### Point localization data
·····

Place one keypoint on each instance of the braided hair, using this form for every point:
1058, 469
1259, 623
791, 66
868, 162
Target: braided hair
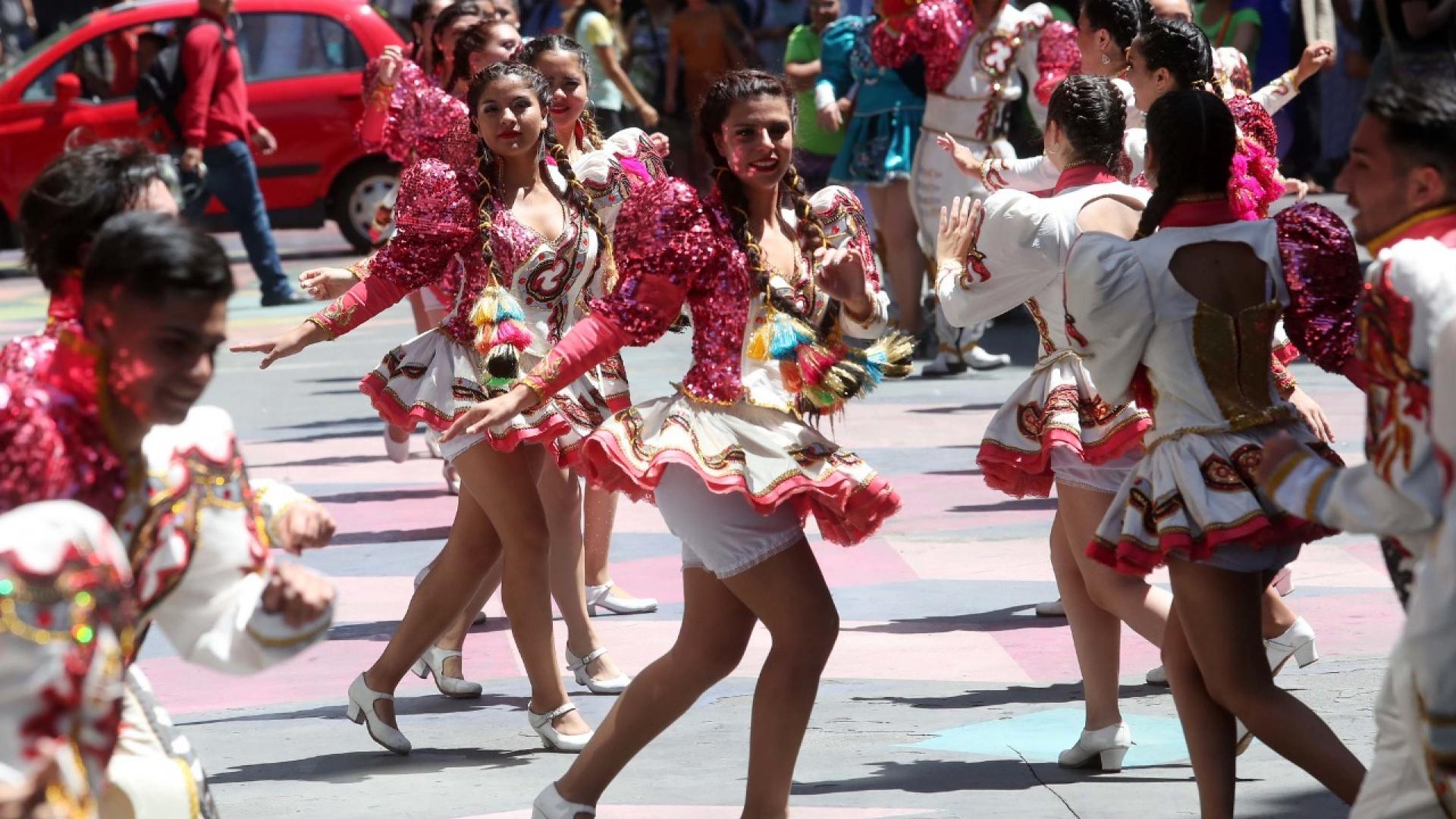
541, 46
1180, 47
1092, 115
1193, 137
574, 194
1119, 18
443, 22
730, 89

·····

All of the entries above should be duplicated exactly, except for the pictures.

Place one keypoint on each instance of the braided hair, using this form for every point:
1058, 469
1259, 623
791, 66
868, 162
Target: braided hair
541, 46
1180, 47
1092, 115
1193, 137
574, 194
1119, 18
443, 22
730, 89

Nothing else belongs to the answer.